Text passage.
AFTER peaking at 1,862 points in late April, the FBM KLCI plunged 10% to a six-month low of 1,691 points last Monday. However, the market correction seems to have improved fundamental valuations, which experts say may entice bargain-buying activity over the next few months.
On July 1, Fitch Ratings affirmed Malaysia’s long-term foreign currency Issuer Default Rating (IDR) at “A-” and local currency IDR at “A”, despite previously hinting that a downgrade was likely. This sparked a strong rally in equities on the same day, with the FBM KLCI gaining as much as 2% in intraday trading.
However, as the recent decline and subsequent strong rebound could also indicate greater volatility, investors may be well advised to pick sectors and stocks that are less directly correlated with the broader market. This is because they are largely immune to short-term fluctuations in the market, which is typically driven by sentiment.
In a recent note, Credit Suisse highlighted low-beta sectors as a guidance for making investments. Beta is a measure of the asset’s risk in relation to broader market movements. Low-beta picks, or sectors that are largely uncorrelated with the market, include plantations, industrial, consumer, telecoms and real estate investment trusts (REITs) (see chart).
Opportunities abound in mid-cap and blue-chip stocks now that prices have normalised, says the head of equities for Malaysia at a foreign investment bank. “Look for high-yield stocks that are above the FBM KLCI’s average. While those with low earnings multiples and consistent dividend commitments are better picks, companies with high capex requirements are set to be under pressure to maintain generous payouts if profits start to dwindle.”
While the FBM KLCI recorded a 6.8% quarter-on-quarter decline in 2Q2015, or one of the worst quarterly performances in years, a few stocks have stood out for their market-beating performance. In a July 2 note, Kenanga Research head Chan Ken Yew says downside risks remain intact going forward, necessitating the need for investors to choose defensive stocks.
“We prefer to look for high-yield stocks. Apart from traditional generous paymasters like REITs and the gaming companies, we also like stocks that are likely to pay final dividends in 3Q15. Berjaya Sports Toto Bhd (fundamental: 1.30; valuation: 2.10) is a good example,” he says.

Work instruction.
List the sectors that the market article says Credit Suisse named as low-beta picks. The data that follows comes from a separate source and is unrelated to the market article.

Provided records.
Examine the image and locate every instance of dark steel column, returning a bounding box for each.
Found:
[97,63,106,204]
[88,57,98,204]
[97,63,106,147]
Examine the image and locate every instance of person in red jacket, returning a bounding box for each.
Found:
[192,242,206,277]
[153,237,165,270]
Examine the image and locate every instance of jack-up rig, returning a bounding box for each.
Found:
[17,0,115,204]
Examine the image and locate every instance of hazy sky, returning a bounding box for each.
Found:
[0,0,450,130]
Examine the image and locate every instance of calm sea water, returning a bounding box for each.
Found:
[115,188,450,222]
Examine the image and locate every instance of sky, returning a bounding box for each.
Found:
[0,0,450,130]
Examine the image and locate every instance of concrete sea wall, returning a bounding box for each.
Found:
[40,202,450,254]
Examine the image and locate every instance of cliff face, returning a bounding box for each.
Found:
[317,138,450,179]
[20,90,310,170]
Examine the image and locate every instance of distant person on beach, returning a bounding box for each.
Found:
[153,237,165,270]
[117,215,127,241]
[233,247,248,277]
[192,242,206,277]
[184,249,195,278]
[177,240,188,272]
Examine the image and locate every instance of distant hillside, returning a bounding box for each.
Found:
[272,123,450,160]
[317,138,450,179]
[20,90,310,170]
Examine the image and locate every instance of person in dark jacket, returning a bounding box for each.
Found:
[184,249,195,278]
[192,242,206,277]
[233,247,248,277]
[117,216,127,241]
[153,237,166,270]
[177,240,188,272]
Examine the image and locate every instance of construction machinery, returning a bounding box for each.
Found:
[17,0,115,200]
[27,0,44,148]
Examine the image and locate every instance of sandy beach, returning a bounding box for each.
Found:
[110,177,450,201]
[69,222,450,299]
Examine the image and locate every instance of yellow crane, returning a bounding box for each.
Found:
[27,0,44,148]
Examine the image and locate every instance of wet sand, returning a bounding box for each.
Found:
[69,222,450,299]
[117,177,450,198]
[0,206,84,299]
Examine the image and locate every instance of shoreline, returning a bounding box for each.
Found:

Response area.
Plantations, industrial, consumer, telecoms, and real estate investment trusts (REITs).